(Beginning of TEXT SEGMENT)

YOU met the parents four years ago in the smutty, smart, smirking original. Now we meet the other parents, the Fockers of the title, and once more comedy is squeezed with grim determination and excruciating embarrassment from introductory encounters of the awkward kind.
With their nuptials imminent, hapless male nurse Gaylord 'Greg' Focker (still Ben Stiller) and his lovely fiancee Pam (Teri Polo) are accompanying her parents, uptight Jack Byrnes (Robert De Niro) and relaxed Dina (Blythe Danner) to Coconut Grove, Florida. The transportation, Jack's big, black, bomb-proof mobile home, reveals he has lost none of the paranoia that tied Greg in knots in round one.
Greg, the film makers assist you in recalling, has constantly tripped over himself in his wish to avoid upsetting horticulturist Jack, the retired CIA operative who subjects everyone to the most rigorous psychological profiling. Now his latest white lie is about to unravel because his parents are not the lawyer and doctor that Jack is expecting but a pair of Florida liberals instead.
Tactile, happy-go-lucky Dad (Dustin Hoffman) sits around in shorts and open shirt; mom (Barbra Streisand) is a hippy sex therapist for the third age who uses her ever-willing husband for research purposes.
This big hug of a couple has no sense of shame or embarrassment, a sure-fire recipe for more disasters and endless humiliation for Greg (always the strongest suit in the deadpan Stiller's irritating persona).

(End of TEXT SEGMENT)
(Beginning of DATA FOR ANALYSIS)

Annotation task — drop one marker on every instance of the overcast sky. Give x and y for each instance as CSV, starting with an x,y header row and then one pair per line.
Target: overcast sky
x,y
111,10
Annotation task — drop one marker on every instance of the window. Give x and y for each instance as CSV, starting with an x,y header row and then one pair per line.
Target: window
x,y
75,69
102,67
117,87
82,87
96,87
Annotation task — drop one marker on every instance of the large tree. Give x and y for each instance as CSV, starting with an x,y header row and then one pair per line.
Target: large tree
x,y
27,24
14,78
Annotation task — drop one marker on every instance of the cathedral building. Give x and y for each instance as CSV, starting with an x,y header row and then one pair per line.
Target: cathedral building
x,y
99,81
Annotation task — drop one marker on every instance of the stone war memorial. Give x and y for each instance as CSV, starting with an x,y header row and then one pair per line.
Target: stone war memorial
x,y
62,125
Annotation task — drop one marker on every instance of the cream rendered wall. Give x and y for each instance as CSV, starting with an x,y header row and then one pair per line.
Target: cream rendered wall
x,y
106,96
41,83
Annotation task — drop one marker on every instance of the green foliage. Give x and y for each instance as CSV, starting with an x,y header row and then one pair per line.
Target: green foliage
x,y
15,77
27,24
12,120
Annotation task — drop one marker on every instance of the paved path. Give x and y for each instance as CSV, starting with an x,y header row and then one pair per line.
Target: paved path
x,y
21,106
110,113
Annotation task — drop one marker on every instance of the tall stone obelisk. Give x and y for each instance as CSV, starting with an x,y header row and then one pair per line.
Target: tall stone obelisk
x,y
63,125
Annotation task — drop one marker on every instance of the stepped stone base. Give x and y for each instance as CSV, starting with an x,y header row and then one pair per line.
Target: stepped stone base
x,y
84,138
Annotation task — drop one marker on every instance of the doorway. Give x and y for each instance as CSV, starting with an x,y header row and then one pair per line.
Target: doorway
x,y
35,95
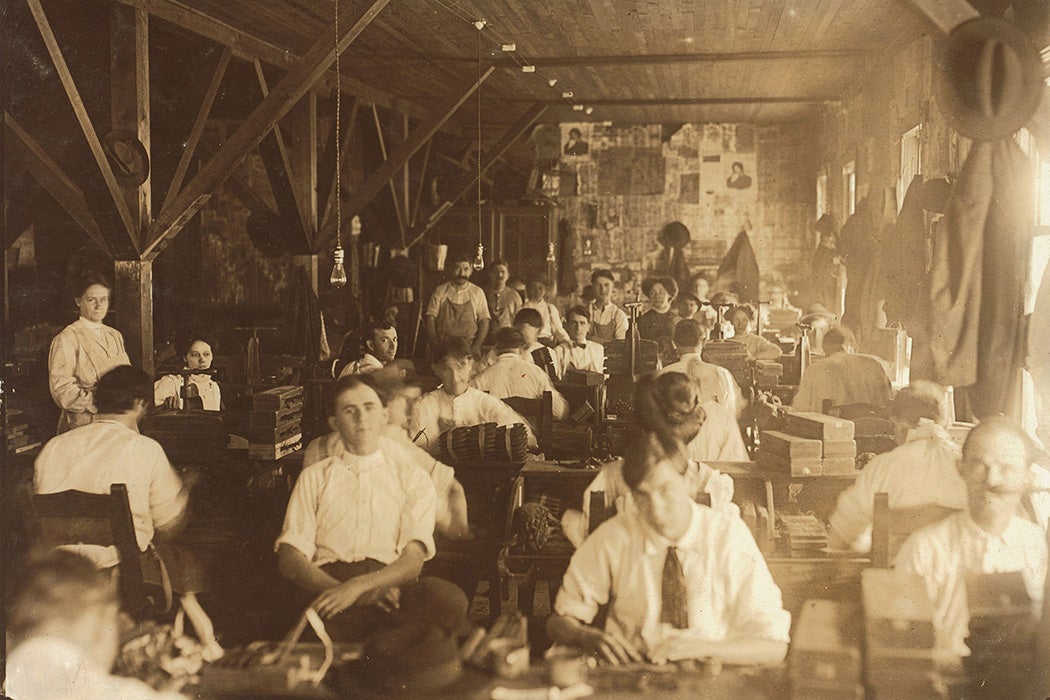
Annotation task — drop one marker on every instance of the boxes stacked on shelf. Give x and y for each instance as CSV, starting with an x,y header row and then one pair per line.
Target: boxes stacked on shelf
x,y
731,355
1002,633
17,435
825,656
899,635
275,423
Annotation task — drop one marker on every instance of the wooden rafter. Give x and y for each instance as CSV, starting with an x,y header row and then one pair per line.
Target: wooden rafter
x,y
83,119
463,185
284,96
197,129
50,175
423,132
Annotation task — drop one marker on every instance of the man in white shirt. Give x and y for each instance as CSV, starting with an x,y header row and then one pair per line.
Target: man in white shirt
x,y
381,351
579,353
456,403
923,470
990,537
607,321
681,580
360,525
843,376
513,376
458,309
716,383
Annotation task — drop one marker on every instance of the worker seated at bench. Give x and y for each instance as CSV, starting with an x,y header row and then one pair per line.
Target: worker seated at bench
x,y
987,537
923,470
681,580
450,513
456,403
512,375
63,633
359,526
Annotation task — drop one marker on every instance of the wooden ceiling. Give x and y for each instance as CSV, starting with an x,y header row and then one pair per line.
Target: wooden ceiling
x,y
642,61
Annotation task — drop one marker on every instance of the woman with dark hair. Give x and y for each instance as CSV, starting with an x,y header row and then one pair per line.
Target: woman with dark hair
x,y
167,390
84,351
667,405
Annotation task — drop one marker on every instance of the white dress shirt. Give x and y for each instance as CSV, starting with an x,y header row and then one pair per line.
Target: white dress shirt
x,y
729,589
95,457
923,471
351,507
512,376
571,356
437,411
945,552
716,383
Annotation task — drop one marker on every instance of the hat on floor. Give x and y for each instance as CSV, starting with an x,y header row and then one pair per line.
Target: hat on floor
x,y
989,79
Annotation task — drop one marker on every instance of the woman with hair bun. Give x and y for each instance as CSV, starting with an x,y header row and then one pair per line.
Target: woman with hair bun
x,y
84,351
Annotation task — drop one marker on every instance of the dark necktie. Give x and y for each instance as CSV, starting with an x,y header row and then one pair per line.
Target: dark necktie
x,y
674,610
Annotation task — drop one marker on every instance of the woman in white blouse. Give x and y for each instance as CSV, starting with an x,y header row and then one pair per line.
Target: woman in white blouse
x,y
167,390
84,351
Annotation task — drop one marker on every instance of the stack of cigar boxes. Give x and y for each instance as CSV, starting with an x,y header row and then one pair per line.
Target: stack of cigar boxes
x,y
275,423
825,652
810,445
899,635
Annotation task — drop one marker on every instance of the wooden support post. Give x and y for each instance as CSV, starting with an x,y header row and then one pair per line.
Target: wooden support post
x,y
285,94
424,130
133,302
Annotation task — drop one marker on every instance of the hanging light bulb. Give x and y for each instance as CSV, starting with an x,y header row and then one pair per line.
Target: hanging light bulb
x,y
338,277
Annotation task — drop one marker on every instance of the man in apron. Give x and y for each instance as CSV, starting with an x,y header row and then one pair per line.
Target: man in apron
x,y
607,320
458,309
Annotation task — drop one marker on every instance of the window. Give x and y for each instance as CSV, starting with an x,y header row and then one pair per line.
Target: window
x,y
848,189
910,162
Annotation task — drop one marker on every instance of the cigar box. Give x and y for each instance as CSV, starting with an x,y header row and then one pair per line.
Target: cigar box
x,y
781,444
819,426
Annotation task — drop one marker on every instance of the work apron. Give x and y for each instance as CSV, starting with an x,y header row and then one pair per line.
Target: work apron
x,y
457,320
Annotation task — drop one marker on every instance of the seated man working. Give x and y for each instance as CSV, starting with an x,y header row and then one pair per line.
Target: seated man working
x,y
683,580
988,537
842,376
359,526
456,403
922,471
513,376
579,353
63,634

(End of DATA FOR ANALYSIS)

TASKS TO COMPLETE:
a - In the film review, where are Greg, Pam and her parents headed?
b - Reproduce the film review word for word from "Greg, the film" to "Stiller's irritating persona).".

ANSWERS IN ORDER:
a - Coconut Grove, Florida.

b -
Greg, the film makers assist you in recalling, has constantly tripped over himself in his wish to avoid upsetting horticulturist Jack, the retired CIA operative who subjects everyone to the most rigorous psychological profiling. Now his latest white lie is about to unravel because his parents are not the lawyer and doctor that Jack is expecting but a pair of Florida liberals instead.
Tactile, happy-go-lucky Dad (Dustin Hoffman) sits around in shorts and open shirt; mom (Barbra Streisand) is a hippy sex therapist for the third age who uses her ever-willing husband for research purposes.
This big hug of a couple has no sense of shame or embarrassment, a sure-fire recipe for more disasters and endless humiliation for Greg (always the strongest suit in the deadpan Stiller's irritating persona).